What you have to do: Reproduce the listing below word for word, omitting the pictures.

Raw data:
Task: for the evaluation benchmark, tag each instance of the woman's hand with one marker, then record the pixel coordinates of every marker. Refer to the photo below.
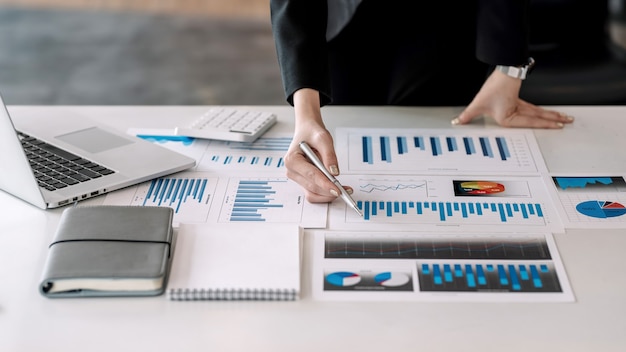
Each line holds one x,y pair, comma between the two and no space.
310,127
499,99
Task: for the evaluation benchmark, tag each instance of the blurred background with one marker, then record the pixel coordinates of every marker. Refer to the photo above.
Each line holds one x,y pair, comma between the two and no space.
138,52
213,52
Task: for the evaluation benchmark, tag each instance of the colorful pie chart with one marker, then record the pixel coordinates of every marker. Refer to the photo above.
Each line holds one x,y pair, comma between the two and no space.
343,278
391,279
481,187
601,209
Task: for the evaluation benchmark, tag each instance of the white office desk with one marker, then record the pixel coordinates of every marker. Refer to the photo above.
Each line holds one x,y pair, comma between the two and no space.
595,262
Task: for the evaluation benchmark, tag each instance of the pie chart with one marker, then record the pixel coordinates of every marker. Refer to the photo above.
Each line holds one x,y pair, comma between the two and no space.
343,278
391,279
601,209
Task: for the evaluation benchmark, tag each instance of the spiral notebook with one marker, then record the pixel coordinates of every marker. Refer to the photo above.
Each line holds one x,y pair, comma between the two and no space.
236,261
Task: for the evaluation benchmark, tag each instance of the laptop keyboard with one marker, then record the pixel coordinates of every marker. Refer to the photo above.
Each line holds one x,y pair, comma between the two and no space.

Completed exercise:
Task: for the evaluation benchmark, tag each instance of the woman's hand with one marker, then record the pixel coordinates of every marker. Refer to the photo below.
Each line holds one x,y pair, comma between the two and no space.
310,127
499,99
Task: for the evaluation benchmark, tag each instance of the blurred background with one marker, then record the pixel coordinates of every marker. Refer to the photo above.
Each line holds one x,y pair, comma between the two and no space.
138,52
213,52
Task: for the evaluation benchmark, tag each instance of the colorful pie chart with one marker, then record the pixel coordinates of every marker. Refer to the photo above.
Each line holds one x,y pair, comma between the two and no space.
343,278
391,279
481,187
601,209
Task: for the evaluation benchmark, tag each instance of the white office desk with one marker, then record the pixel coordinates of every marker. Refer to the photo above.
Each line holds one x,y pair, comma between the two and no space.
595,262
Task: for the evaluation benchmark, tag each instance of the pie chart with one marker, then record the pixel coordinates of every marker. Refer to the photo above.
Each line holds one x,y pair, comma between the two and no space.
343,278
391,279
601,209
Task: for the evaluation benchmark, tag each instance of the spiral notebook with one marker, then record the pixel coordinates of every marker. Refer to the photo above.
Each line holds one x,y pair, comma between the two and no space.
236,261
Task: for the evaluation benchmark, tag each instance of the laptop keyboard with one marker, then record the pixel coordinates of every marker. Refer to the photo above.
Each line holds one x,y pair, comma between the two and no space.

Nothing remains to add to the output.